» TASK REQUIREMENTS
Exclude images, then output the remaining data verbatim.

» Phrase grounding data
::::::

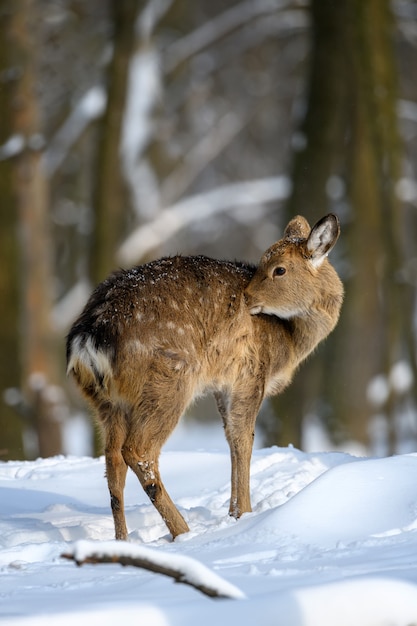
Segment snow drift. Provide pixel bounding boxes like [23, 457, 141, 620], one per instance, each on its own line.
[1, 445, 417, 625]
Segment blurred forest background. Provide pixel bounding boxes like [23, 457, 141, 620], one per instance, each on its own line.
[1, 0, 417, 460]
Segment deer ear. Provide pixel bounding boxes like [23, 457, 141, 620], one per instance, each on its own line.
[306, 214, 340, 267]
[284, 215, 311, 241]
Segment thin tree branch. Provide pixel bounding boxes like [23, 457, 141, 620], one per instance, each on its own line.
[61, 541, 245, 600]
[163, 0, 294, 74]
[160, 109, 254, 206]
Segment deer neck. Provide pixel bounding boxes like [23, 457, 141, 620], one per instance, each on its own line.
[289, 292, 342, 365]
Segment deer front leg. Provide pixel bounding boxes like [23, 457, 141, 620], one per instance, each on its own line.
[227, 424, 254, 518]
[216, 390, 261, 519]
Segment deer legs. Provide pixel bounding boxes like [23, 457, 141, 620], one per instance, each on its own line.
[102, 400, 190, 541]
[103, 388, 260, 541]
[215, 390, 260, 519]
[102, 379, 263, 541]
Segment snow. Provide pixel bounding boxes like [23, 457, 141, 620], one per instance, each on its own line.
[367, 361, 415, 408]
[390, 360, 414, 394]
[43, 86, 107, 176]
[367, 374, 390, 407]
[120, 47, 161, 215]
[0, 134, 25, 160]
[1, 439, 417, 625]
[51, 280, 92, 332]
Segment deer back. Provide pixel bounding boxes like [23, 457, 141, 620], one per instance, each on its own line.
[67, 257, 261, 405]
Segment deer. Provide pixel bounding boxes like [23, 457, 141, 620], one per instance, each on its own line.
[66, 213, 343, 541]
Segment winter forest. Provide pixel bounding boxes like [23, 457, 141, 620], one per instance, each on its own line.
[1, 0, 417, 461]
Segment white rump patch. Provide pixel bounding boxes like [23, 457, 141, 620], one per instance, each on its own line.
[67, 335, 113, 379]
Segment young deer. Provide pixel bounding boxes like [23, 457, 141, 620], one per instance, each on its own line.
[67, 214, 343, 540]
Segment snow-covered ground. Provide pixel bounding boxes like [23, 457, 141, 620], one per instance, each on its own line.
[2, 424, 417, 626]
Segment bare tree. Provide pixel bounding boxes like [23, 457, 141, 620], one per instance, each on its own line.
[89, 0, 139, 285]
[8, 0, 63, 457]
[0, 1, 24, 458]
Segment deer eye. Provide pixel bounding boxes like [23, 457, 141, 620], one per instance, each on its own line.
[273, 266, 286, 277]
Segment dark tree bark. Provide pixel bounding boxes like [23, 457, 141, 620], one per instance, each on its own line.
[267, 0, 350, 449]
[89, 0, 139, 286]
[338, 0, 412, 452]
[6, 0, 62, 458]
[0, 2, 24, 459]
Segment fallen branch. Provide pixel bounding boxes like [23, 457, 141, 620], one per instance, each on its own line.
[62, 540, 245, 601]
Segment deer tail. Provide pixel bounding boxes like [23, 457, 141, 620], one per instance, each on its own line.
[66, 334, 113, 401]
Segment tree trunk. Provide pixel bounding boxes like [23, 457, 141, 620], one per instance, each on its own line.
[267, 0, 408, 453]
[9, 0, 62, 458]
[89, 0, 138, 286]
[339, 0, 410, 452]
[0, 2, 24, 459]
[268, 0, 350, 449]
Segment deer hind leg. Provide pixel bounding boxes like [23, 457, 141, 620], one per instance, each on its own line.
[121, 395, 190, 540]
[215, 389, 261, 519]
[100, 406, 129, 540]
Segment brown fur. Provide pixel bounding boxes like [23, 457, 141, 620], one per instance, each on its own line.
[66, 214, 343, 540]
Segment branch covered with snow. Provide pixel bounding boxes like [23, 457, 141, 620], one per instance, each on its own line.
[117, 176, 291, 265]
[62, 540, 245, 600]
[43, 86, 107, 177]
[163, 0, 295, 73]
[0, 134, 25, 160]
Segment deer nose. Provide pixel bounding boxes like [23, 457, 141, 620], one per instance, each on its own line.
[244, 291, 262, 315]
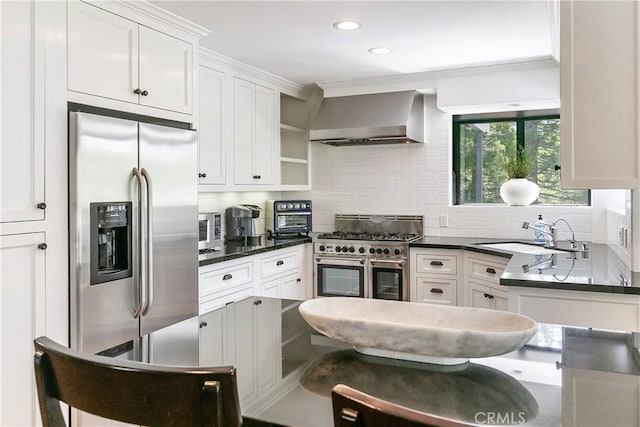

::::::

» EXERCISE RESPONSE
Segment snow drift. Provide pixel bounding boxes like [23, 457, 141, 620], one per instance, each on its own line.
[1, 445, 417, 625]
Segment blurred forest background. Provide pixel bounding boxes like [23, 457, 141, 620], one per instance, each on its own line.
[1, 0, 417, 460]
Segment deer ear. Provide pixel bounding boxes like [23, 457, 141, 620], one per instance, each on its own line.
[306, 214, 340, 267]
[284, 215, 311, 241]
Segment thin tree branch. Provide pixel bounding boxes like [23, 457, 141, 620], one per instance, each on its own line.
[61, 541, 245, 600]
[163, 0, 294, 74]
[160, 109, 254, 206]
Segment deer neck. Provide pixel bounding boxes like [23, 457, 141, 620], one per instance, each on its own line.
[289, 292, 342, 365]
Segment deer front leg. Provide pixel bounding boxes like [23, 457, 141, 620], one per instance, each on its own line.
[227, 424, 254, 518]
[216, 390, 261, 519]
Segment deer legs. Provide pixel bounding boxes like [23, 457, 141, 620], one per instance, each on its own line.
[102, 400, 190, 541]
[103, 388, 260, 541]
[215, 390, 260, 519]
[102, 379, 263, 541]
Segment snow. Provide pixel bounding boxes like [23, 457, 141, 620], one per instance, each on its own line.
[367, 361, 415, 408]
[390, 360, 414, 394]
[43, 86, 107, 176]
[367, 374, 390, 407]
[120, 47, 161, 215]
[0, 134, 25, 160]
[1, 439, 417, 625]
[51, 280, 92, 332]
Segment deer back. Provide pixel bounding boxes like [23, 457, 141, 620], one per instance, each on its own line.
[67, 257, 261, 405]
Segment deer. Provide pixel bounding boxes like [23, 457, 141, 620], one per instance, each on its own line.
[66, 213, 343, 541]
Segment winter forest. Provide pixel bounding boxes like [23, 457, 141, 620], one per instance, each on its own line.
[1, 0, 417, 461]
Segment white rump patch. Provide pixel bounding boxes like [23, 457, 141, 620], one per instance, each on its own line.
[67, 335, 113, 379]
Segment young deer. Provide pixel bounding boxes like [23, 457, 141, 620], one per instance, each on its own line.
[67, 214, 343, 540]
Segment snow-covered ground. Provide pixel bounding boxes like [23, 457, 141, 620], one per instance, each on its own line.
[2, 424, 417, 626]
Segment bare tree. Provide pixel bounding boxes like [23, 457, 141, 620], one per instance, each on its own line.
[89, 0, 139, 285]
[8, 0, 63, 457]
[0, 1, 24, 458]
Segment deer eye. Provide pixel bounding boxes like [23, 457, 141, 620], one per instance, each on its own line.
[273, 266, 286, 277]
Segment dark tree bark. Provide pixel bounding boxes like [23, 457, 141, 620], one per instance, each on its own line.
[267, 0, 350, 449]
[89, 0, 139, 286]
[338, 0, 412, 452]
[6, 0, 62, 458]
[0, 2, 24, 459]
Segment fallen branch. Provide pixel bounding boxes like [23, 457, 141, 620], one per instance, each on its own line.
[62, 540, 245, 601]
Segment deer tail. Provide pixel bounding boxes like [23, 457, 141, 620], one per instance, each on its own line.
[66, 334, 113, 401]
Segment tree trunk. Provide pixel bounding boxes like [23, 457, 141, 620], one per instance, each on its own line.
[267, 0, 408, 453]
[9, 0, 62, 458]
[89, 0, 138, 286]
[339, 0, 410, 452]
[0, 2, 24, 459]
[268, 0, 350, 449]
Segment deer hind leg. Provide pixel bounding boxes like [23, 457, 141, 620], one per instance, each on its own line.
[121, 395, 190, 540]
[215, 389, 261, 519]
[100, 406, 129, 540]
Segment brown fur. Provide pixel bounding boxes like [23, 457, 141, 620], one per instance, each on its own line.
[66, 214, 343, 540]
Segment branch covered with snow. Provide pixel bounding boxes like [23, 457, 141, 620], one per instance, each on its own line.
[117, 176, 291, 265]
[62, 540, 245, 600]
[43, 86, 107, 177]
[163, 0, 295, 73]
[0, 134, 25, 160]
Segment deer nose. Provide pixel bounding boxes like [23, 457, 141, 620], one per instance, each on its own line.
[244, 291, 262, 315]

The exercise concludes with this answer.